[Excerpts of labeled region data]
——————

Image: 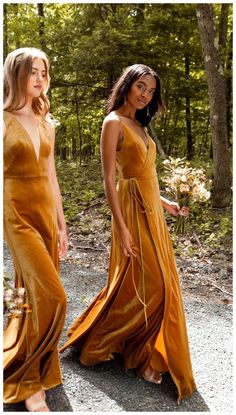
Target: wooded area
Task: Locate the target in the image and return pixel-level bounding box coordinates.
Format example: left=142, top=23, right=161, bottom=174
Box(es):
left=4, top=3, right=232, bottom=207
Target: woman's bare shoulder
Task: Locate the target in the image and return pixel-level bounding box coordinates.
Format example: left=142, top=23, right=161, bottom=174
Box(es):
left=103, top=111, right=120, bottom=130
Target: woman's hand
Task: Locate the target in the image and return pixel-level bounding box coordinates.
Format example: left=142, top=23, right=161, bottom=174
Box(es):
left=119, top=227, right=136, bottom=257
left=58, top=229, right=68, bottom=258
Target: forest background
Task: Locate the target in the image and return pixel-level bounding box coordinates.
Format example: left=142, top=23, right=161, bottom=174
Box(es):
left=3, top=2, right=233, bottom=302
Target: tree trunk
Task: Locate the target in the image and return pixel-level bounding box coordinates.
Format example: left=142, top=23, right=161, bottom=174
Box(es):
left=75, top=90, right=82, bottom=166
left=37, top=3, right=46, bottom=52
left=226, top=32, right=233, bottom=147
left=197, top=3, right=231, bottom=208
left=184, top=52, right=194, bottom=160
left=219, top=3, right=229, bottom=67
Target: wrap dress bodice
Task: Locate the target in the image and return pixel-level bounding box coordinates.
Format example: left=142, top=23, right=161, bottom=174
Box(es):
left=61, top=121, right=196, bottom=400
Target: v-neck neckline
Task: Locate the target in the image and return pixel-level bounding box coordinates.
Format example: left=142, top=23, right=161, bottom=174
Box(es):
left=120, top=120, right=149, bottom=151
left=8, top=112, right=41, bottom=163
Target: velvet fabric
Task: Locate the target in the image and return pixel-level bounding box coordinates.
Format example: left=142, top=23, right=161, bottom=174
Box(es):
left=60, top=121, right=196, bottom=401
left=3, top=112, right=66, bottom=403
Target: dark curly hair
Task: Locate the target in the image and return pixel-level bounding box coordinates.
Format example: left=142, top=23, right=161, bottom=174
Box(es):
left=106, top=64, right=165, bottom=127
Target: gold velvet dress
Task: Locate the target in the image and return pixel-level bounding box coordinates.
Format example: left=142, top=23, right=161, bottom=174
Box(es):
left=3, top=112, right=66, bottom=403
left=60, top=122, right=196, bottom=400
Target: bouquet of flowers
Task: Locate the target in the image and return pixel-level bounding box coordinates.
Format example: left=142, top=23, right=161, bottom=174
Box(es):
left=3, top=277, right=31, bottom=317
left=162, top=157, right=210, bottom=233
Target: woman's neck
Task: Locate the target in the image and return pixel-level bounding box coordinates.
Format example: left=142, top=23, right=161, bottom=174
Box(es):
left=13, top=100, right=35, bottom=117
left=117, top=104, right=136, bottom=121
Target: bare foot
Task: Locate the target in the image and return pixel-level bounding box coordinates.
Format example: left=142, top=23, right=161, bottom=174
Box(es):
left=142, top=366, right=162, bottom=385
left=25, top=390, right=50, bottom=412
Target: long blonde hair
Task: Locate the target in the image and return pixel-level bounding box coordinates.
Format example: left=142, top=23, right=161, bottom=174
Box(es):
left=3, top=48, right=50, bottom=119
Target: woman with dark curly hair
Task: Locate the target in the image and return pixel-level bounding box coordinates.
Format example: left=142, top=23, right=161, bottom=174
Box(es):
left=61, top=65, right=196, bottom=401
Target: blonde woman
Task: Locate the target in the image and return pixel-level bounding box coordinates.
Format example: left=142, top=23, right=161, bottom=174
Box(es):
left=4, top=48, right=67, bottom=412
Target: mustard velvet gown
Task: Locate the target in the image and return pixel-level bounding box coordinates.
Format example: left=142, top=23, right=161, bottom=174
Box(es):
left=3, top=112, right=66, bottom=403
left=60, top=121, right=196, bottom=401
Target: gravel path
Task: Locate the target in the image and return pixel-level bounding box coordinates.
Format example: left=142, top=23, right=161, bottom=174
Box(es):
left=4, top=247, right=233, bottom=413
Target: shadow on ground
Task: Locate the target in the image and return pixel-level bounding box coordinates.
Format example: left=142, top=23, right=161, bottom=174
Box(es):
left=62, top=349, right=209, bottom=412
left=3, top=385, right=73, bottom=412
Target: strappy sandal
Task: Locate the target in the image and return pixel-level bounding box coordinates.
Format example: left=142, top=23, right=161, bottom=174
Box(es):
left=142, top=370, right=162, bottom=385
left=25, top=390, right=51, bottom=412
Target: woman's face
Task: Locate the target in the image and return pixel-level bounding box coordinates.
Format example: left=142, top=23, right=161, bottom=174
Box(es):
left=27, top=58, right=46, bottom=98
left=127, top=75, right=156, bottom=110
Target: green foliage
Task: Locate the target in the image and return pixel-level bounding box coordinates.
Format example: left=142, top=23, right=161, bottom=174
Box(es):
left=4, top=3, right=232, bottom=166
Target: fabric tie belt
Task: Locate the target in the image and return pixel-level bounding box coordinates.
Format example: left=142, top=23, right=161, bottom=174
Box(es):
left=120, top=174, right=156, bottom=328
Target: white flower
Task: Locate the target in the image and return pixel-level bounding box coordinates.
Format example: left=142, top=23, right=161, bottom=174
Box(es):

——————

> **THE REQUEST**: Which lines in the rows above contain the string "fabric"? List every such line in full, treating case as significant.

> **EXERCISE ANSWER**:
Target: velvet fabric
Target: fabric tie belt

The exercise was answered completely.